What the task requires: Type out every entry again, character for character.

····················

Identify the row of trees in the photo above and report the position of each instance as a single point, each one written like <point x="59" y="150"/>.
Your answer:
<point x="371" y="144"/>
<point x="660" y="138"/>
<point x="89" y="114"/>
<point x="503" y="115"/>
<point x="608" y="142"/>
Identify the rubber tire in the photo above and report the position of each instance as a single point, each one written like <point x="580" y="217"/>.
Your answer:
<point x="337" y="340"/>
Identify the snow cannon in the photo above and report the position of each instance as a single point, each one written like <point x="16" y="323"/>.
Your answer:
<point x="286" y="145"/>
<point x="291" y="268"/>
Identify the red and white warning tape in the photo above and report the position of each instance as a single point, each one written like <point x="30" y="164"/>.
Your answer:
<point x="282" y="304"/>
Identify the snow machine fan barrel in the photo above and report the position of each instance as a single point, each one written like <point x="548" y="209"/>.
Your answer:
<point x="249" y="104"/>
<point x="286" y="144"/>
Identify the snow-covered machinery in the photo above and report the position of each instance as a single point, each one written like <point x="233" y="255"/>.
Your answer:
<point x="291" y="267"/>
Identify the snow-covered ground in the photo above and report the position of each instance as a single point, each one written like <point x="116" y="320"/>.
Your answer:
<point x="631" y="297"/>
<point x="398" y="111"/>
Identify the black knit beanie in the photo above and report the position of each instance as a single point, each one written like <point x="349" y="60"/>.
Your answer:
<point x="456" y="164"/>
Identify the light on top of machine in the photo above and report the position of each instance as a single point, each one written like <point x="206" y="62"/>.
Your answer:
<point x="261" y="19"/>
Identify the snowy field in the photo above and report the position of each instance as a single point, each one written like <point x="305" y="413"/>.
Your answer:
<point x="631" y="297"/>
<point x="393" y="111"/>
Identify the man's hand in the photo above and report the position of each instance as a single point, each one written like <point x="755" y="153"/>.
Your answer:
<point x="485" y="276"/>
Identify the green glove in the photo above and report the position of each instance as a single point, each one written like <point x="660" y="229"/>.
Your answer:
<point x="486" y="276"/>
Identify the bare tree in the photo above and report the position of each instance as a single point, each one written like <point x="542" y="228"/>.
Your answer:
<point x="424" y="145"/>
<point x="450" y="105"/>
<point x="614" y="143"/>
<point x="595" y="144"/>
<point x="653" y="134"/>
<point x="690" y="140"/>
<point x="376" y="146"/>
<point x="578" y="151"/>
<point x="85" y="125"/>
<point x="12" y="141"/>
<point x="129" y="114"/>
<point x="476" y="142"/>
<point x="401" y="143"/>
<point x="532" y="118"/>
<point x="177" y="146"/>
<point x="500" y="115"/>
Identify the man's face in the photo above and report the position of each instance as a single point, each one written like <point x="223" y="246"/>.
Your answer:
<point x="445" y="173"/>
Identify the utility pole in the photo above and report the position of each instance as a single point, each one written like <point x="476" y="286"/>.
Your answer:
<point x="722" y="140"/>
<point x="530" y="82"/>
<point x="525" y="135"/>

····················

Result for this exercise:
Identify the row of trees in the photo above and report the position of each instance as a single point, each one written like <point x="59" y="150"/>.
Your answer:
<point x="371" y="144"/>
<point x="660" y="138"/>
<point x="89" y="114"/>
<point x="503" y="115"/>
<point x="608" y="142"/>
Identify the rubber tire in the photo above and report the position of each instance as a single point, each one written like <point x="580" y="217"/>.
Your answer:
<point x="337" y="340"/>
Identify the snow cannon in the photo above and report the position of each instance as a single point, each one written like <point x="16" y="323"/>.
Your answer:
<point x="286" y="145"/>
<point x="291" y="268"/>
Identify the red and white warning tape in the photo above and report the position of each instance as a single point, each one written like <point x="30" y="164"/>.
Your answer:
<point x="282" y="304"/>
Identify the snow machine fan barrel in the photo above and report the position of each instance as a single point, each one written like <point x="548" y="209"/>.
Your answer:
<point x="249" y="104"/>
<point x="286" y="144"/>
Identify the snow-covered machinery in the photo above and report the position of each instance as a single point, each one written like <point x="233" y="255"/>.
Your answer:
<point x="291" y="267"/>
Identify the snow-covered ground in the photo above and report the position of each instance as a single point, each one written like <point x="116" y="320"/>.
Your answer:
<point x="631" y="297"/>
<point x="398" y="111"/>
Identify the black knit beanie in the photo above and report the position of each instance as a single point, each one written like <point x="349" y="60"/>.
Your answer:
<point x="456" y="164"/>
Identify the light on top of machine in the photo above and report the position of each instance as a single point, each one written like <point x="206" y="62"/>.
Your answer:
<point x="261" y="19"/>
Identify the snowy field in the photo above and report the position of each instance as a single point, each one written like <point x="305" y="413"/>.
Your answer:
<point x="631" y="297"/>
<point x="393" y="111"/>
Identify the man's hand in the photo above and report the position of each instance as a single point, each one written like <point x="755" y="153"/>.
Your answer:
<point x="485" y="276"/>
Identify the green glove in the photo above and report the position of each instance as a single point, each one written like <point x="660" y="229"/>.
Your answer:
<point x="486" y="276"/>
Identify the bare tree in the photo above and report the position of each instance as a single point, each one written like <point x="542" y="228"/>.
Your answer:
<point x="424" y="145"/>
<point x="450" y="105"/>
<point x="614" y="143"/>
<point x="595" y="144"/>
<point x="653" y="134"/>
<point x="690" y="140"/>
<point x="376" y="146"/>
<point x="578" y="151"/>
<point x="85" y="125"/>
<point x="12" y="141"/>
<point x="129" y="114"/>
<point x="476" y="142"/>
<point x="401" y="143"/>
<point x="532" y="118"/>
<point x="177" y="146"/>
<point x="500" y="115"/>
Identify the man's face in the photo above and report the position of each instance as a single point, each one written like <point x="223" y="246"/>.
Your answer:
<point x="445" y="173"/>
Identify the utility pole in the photo above and report the position of each instance as a single point, each one written like <point x="476" y="286"/>.
Your answer:
<point x="722" y="140"/>
<point x="530" y="82"/>
<point x="525" y="135"/>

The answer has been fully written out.